(Texte à lire)
§ §

Appel à la résistance contre le régime du Capitaine Ibrahim TRAORE : les limites d’une élite diplômée.
« C’est bien l’écrivain sénégalais Cheick Aliou N’DAO qui le disait : “Le mal dont souffrent les intellectuels africains est le bavardage. Ils sont doués pour analyser, ausculter, critiquer, mais l’action les effraie.”. Et Maître Ambroise FARAMA, le philosophe Yoporeka SOME, l’avocate Alimata DIALLO, le journaliste Idrissa BARY, l’informaticien Maixent SOMET et vingt-cinq autres diplômés intellectuels viennent de donner raison à Cheick Aliou N’DAO.
Dans un article publié le 14 avril 2024 par le journal politique Évènement, ces hommes et ces femmes appellent à la résistance contre le pouvoir du Capitaine Ibrahim TRAORE. Dans la revue de leur appel à la résistance, ils font l’état des lieux de la situation de la crise sécuritaire que connait le Burkina Faso et ils arrivent à la conclusion que le pouvoir du Capitaine Ibrahim TRAORE a échoué et pour cela, la Transition dirigée par le président TRAORE doit prendre fin. Ils exigent la mise en place d’une Transition essentiellement civile qui préparerait l’organisation des élections pour une sortie démocratique de la crise.

§ §

(Enregistrements contenus dans un jeu de données)
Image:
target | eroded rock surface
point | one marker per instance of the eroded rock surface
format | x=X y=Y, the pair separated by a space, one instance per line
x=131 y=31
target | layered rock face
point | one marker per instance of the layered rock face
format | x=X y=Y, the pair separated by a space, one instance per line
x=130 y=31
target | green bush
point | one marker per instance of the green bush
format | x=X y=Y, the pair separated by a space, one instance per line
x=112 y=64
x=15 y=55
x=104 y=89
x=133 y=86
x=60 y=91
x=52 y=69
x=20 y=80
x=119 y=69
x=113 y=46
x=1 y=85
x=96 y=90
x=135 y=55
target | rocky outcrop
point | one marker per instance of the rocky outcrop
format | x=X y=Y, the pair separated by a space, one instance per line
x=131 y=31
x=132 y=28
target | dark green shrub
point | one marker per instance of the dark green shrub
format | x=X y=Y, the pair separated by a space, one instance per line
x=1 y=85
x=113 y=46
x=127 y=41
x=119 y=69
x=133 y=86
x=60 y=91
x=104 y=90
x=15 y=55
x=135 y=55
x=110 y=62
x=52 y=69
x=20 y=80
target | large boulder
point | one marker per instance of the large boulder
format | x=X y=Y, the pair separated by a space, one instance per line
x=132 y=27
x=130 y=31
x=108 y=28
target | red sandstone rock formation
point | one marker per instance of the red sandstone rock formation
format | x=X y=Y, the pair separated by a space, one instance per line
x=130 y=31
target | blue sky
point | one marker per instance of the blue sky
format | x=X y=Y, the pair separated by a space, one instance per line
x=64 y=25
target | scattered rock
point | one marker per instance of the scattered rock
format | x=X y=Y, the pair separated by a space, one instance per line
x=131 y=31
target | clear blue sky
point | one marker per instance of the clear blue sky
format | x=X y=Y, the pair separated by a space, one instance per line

§ §

(Tâches à faire)
1/ Répondez à ces questions sur le texte consacré à l'appel à la résistance :
(a) Quel écrivain sénégalais est cité au début ?
(b) À quelle date et dans quel journal l'appel a-t-il été publié ?
(c) Quel type de Transition les signataires exigent-ils ?
2/ Recopiez les lignes de la liste, de celle qui contient « target | scattered rock » jusqu'à la fin de la liste, ces deux bornes comprises.

(Solutions ci-dessous)
1/
(a) Cheick Aliou N'DAO.
(b) Le 14 avril 2024, dans le journal politique Évènement.
(c) Une Transition essentiellement civile, qui préparerait l'organisation des élections pour une sortie démocratique de la crise.

2/
target | scattered rock
point | one marker per instance of the scattered rock
format | x=X y=Y, the pair separated by a space, one instance per line
x=131 y=31
target | clear blue sky
point | one marker per instance of the clear blue sky
format | x=X y=Y, the pair separated by a space, one instance per line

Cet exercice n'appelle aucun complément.